● **Text section**:
## start
# a non-argumentative question for paedobaptists



## a mere housewife (Jun 25, 2008)

Bruce quoted the following section from the article on Shepherd and Kline: 



> And this is why Paul insists that there is no Jew or Greek, slave or free, male or female. Before Christ, only the free Jewish male can inherit the promises. Gentiles, slaves, and women only inherit the promises through their free, Jewish males. But Jesus Christ IS the free Jewish male, he is the last Adam, the true Israel, and he has included ALL of his people in his inheritance, regardless of gender, race or class.



I was wondering if someone would be so kind to answer a question this touches on for me (& I should probably confess that I do not read the baptism thread arguments: I stopped doing so several years ago because the argumentative nature of the discussions seemed to obscure rather than aid my ability to clearly understand the ideas). If this has been covered, I wonder if someone could point me to the place where it has been (or, perhaps repeat the answer for me?). I am not wanting to argue a position but to better understand the paedobaptist position, so I'd prefer if only paedobaptists comment.

Without appealing to arguments from silence if possible (they seem to go both ways), how can we make an assumption that baptism should be administered in the same way as circumcision when girls are now baptised? This seems -- it is -- a change in the administration of the covenant sign away from being representative in nature and being more individual. I don't see how it can be argued that paedobaptism does not have a representational element because the standing of the parents is the basis for whose babies get baptised. How can we assume that the commands that applied to circumcision apply to baptism, and import them from the old covenant when the administration, and the nature, of the new covenant sign is already so vastly different by the inclusion of women?

Thanks in advance.


----------



## MW (Jun 25, 2008)

I observe that in the one clear example of female baptism -- Lydia -- the representative principle is still operative in the baptism of her household. In keeping with the fulness of New Testament administration, this demonstrates that federalism has not been curtailed, but rather expanded so as to include women where there is no believing male presence.


----------



## a mere housewife (Jun 25, 2008)

Rev. Winzer, thanks: I understand that. I am not sure I could agree, but understand.

It does lead to one further question for clarification, which would be then that not only children, but adults --servants presumably in Lydia's household (or would you presume some other composition of her household?) would need to be baptised regardless of age based on the head of household's standing, on this view?


----------



## MW (Jun 25, 2008)

a mere housewife said:


> It does lead to one further question for clarification, which would be then that not only children, but adults --servants presumably in Lydia's household (or would you presume some other composition of her household?) would need to be baptised regardless of age based on the head of household's standing, on this view?



Yes, the household baptism is understood to include all within that household under the authority of the head thereof. But there is a disconnect here with modern practice due to the fact that servants today are not considered a part of the household.


----------



## Semper Fidelis (Jun 25, 2008)

armourbearer said:


> a mere housewife said:
> 
> 
> > It does lead to one further question for clarification, which would be then that not only children, but adults --servants presumably in Lydia's household (or would you presume some other composition of her household?) would need to be baptised regardless of age based on the head of household's standing, on this view?
## end
● **Extracted material**:
## start
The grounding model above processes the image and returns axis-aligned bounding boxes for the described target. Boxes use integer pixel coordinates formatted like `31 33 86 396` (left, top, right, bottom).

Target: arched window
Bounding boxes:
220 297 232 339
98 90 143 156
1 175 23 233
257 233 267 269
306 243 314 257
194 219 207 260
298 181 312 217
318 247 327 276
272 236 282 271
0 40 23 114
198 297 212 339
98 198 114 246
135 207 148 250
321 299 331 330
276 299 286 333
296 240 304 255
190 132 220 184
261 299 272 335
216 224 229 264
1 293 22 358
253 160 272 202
## end
Put this sentence from the baptism thread into Spanish: "Yes, the household baptism is understood to include all within that household under the authority of the head thereof."

● **Response to the task**: Sí, se entiende que el bautismo de la casa incluye a todos los que están en esa casa bajo la autoridad de su cabeza.